--- BEGIN Excerpted passage ---

Connectors D1 and D2 are on the mother; D3 and D4 are on the daughter
D1:  In connection  (mother)     D3:  In connection  (daughter)
D2:  Out connection (mother)     D4:  Out connection (daughter)

Mother card:  Intraring communication (connects nodes in the same zone/
              ring).
Daughter card: Interring communication (connects nodes in different zones/
              rings).
Cables:
Blue label is out.   
Yellow label is in.


Ring (zone)                   Ring 2/Ring 3    Ring 4
+-------------------------+                   +-------------------------+
| Node     M        D     |                   | Node     M        D     |
| +---+ +------+ +------+ |                   | +---+ +------+ +------+ |
| |1.4| |In|Out| |In|Out| |   ...     ...     | |4.4| |In|Out| |In|Out| |
| +---| +------+ +------+ |                   | +---| +------+ +------+ |
| |1.3| |In|Out| |In|Out| |                   | |4.3| |In|Out| |In|Out| |
| +---| +------- +------+ |                   | +---| +------- +------+ |
| |1.2| |In|Out| |In|Out| |                   | |4.2| |In|Out| |In|Out| |
| +---| +------- +------+ |                   | +---| +------- +------+ |
| |1.1| |In|Out| |In|Out| |                   | |4.1| |In|Out| |In|Out| |
| +---+ +------+ +------+ |                   | +---+ +------+ +------+ |
+-------------------------+                   +-------------------------+

How each compute node connects to every other compute node through the 
Dolphin cards ("Tim Eisler SNA job security diagram")

--- END Excerpted passage ---
--- BEGIN Data ---

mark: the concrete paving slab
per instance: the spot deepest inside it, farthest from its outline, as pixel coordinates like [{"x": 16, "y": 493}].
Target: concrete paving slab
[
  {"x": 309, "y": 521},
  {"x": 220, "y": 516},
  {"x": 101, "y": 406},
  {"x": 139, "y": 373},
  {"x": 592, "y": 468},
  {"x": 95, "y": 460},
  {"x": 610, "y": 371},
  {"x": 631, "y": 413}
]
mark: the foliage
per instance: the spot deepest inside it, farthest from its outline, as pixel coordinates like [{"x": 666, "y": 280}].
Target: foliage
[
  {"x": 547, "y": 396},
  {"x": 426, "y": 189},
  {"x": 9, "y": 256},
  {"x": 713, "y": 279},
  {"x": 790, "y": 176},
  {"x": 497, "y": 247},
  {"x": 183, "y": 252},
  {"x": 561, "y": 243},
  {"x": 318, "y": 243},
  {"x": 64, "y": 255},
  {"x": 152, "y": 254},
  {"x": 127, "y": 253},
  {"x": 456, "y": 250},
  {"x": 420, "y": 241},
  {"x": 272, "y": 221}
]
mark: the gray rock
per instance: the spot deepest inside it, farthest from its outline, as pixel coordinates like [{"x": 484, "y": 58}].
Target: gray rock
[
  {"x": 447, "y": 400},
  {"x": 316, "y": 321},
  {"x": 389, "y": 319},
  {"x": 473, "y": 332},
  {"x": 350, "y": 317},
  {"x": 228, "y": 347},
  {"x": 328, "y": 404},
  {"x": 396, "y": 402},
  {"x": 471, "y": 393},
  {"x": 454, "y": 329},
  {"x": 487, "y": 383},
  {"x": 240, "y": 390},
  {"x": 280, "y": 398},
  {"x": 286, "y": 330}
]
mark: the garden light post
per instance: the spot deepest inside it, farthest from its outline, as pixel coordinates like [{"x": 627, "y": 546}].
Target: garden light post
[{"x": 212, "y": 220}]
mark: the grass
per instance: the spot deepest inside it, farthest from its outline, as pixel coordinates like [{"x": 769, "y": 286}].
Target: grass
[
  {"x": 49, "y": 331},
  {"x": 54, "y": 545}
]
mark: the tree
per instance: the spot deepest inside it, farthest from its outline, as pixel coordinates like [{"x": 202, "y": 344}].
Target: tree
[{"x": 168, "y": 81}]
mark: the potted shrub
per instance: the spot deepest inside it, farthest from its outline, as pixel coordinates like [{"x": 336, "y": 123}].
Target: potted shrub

--- END Data ---

### Problems to work on
1: Which connectors do the Dolphin card wiring notes name, and what is each one's connection and card?
2: Could you write what comes next in the Dolphin card wiring notes, starting after the caption that closes them?

### The answers
1:
- D1: In connection (mother)
- D2: Out connection (mother)
- D3: In connection (daughter)
- D4: Out connection (daughter)

2:
                     Two-dimensional SCI torus topography
                     ------------------------------------

        Ring 1              Ring 2              Ring 3              Ring 4
+-----------------+ +-----------------+ +-----------------+ +-----------------+
|Mother card-L0   | |Mother card-L0   | |Mother card-L0   | |Mother card-L0   |
|1-1 out -> 1-3 in| |2-1 out -> 2-3 in| |3-1 out -> 3-3 in| |4-1 out -> 4-3 in|
|1-3 out -> 1-4 in| |2-3 out -> 2-4 in| |3-3 out -> 3-4 in| |4-3 out -> 4-4 in|
|1-4 out -> 1-2 in| |2-4 out -> 2-2 in| |3-4 out -> 3-2 in| |4-4 out -> 4-2 in|
|1-2 out -> 1-1 in| |2-2 out -> 2-1 in| |3-2 out -> 3-1 in| |4-2 out -> 4-1 in|
+-----------------+ +-----------------+ +-----------------+ +-----------------+
|Daughter card-L1 | |Daughter card-L1 | |Daughter card-L1 | |Daughter card-L1 |
|1-1 out -> 3-1 in| |2-1 out -> 1-1 in| |3-1 out -> 4-1 in| |4-1 out -> 2-1 in|
|1-2 out -> 3-2 in| |2-2 out -> 1-2 in| |3-2 out -> 4-2 in| |4-2 out -> 2-2 in|
|1-3 out -> 3-3 in| |2-3 out -> 1-3 in| |3-3 out -> 4-3 in| |4-3 out -> 2-3 in|
|1-4 out -> 3-4 in| |2-4 out -> 1-4 in| |3-4 out -> 4-4 in| |4-4 out -> 2-4 in|
+-----------------+ +-----------------+ +-----------------+ +-----------------+

Pattern (intrazone - mother card connections)
---------------------------------------------
Node 1 connects to node 3
 "   3 connects to  "   4
 "   4 connects to  "   2
 "   2 connects to  "   1

Pattern (interzone - daughter card connections)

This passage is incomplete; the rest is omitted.